### EXERCISE PASSAGE
Blog: Artificial Intelligence Helps Neuroscientist Transform Brain Waves into Physical Speech – TechNewsObserver
The medical establishment has long believed that people who lose the ability to speak—from a stroke or from another medical condition—my never fully regain it. A new study, however, suggests there may be a new hope in full rehabilitation that goes beyond traditional physical pathology.
A team of researchers from the University of California (San Francisco) say that technology might soon be able to harness the specific brain activity that produces speech. The scientists implanted electrodes into the brains of some volunteers and were able to decode signals transmitted within cerebral speech centers which could guide a computer-simulated version of the vocal tract—the lips, jaw, tongue, and, of course, larynx—to generate a synthesized speech pattern.
“For the first time, this study demonstrates that we can generate entire spoken sentences based on an individual’s brain activity,” explains lead study authr Edward Chang, in a press release.
And, more importantly, this speech was mostly intelligible, meaning this method could lead to a truly excellent alternative treatment for those with speech issues. Sure, some passages may have been slurred, but the overall result is quite impressive.
The UCSF professor of neurological surgery goes on to say, “This is an exhilarating proof of principle that with technology that is already within reach, we should be able to build a device that is clinically viable in patients with speech loss.”
Lead researcher Gopala Anumanchipalli explains that the breakthrough links brain activity with physical movements in the mouth and throat during speech, instead of associating specific brain signals with acoustics.
The speech scientist notes, “We reasoned that if these speech centers in the brain are encoding movements rather than sounds, we should try to do the same in decoding those signals.”
Finally, UCSF bioengineering student Josh Cartier remarks that this is only the beginning. There is still so much to learn from the study, but it is a very good place to start. For one, he says, “We’re quite good at synthesizing slower speech sounds like ‘sh’ and ‘z’ as well as maintaining the rhythms and intonations of speech and the speaker’s gender and identity, but some of the more abrupt sounds like ‘b’s and ’p’s get a bit fuzzy. Still, the levels of accuracy we produced here would be an amazing improvement in real-time communication compared to what’s currently available.”
The results of this study have been published in the journal Nature.

### DATA EXTRACT
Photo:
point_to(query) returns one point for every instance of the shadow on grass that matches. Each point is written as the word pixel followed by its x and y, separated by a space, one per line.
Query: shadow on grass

### WORK TO COMPLETE
Summarize the article on turning brain activity into speech in two sentences.

### RESULT BELOW
University of California, San Francisco researchers implanted electrodes in volunteers' brains and decoded signals from the speech centers to guide a computer-simulated vocal tract, producing synthesized sentences that were mostly intelligible. The method links brain activity to movements of the mouth and throat rather than to sounds, and although abrupt sounds like "b" and "p" came out fuzzy, the team calls the result a proof of principle for a clinically viable device for patients with speech loss.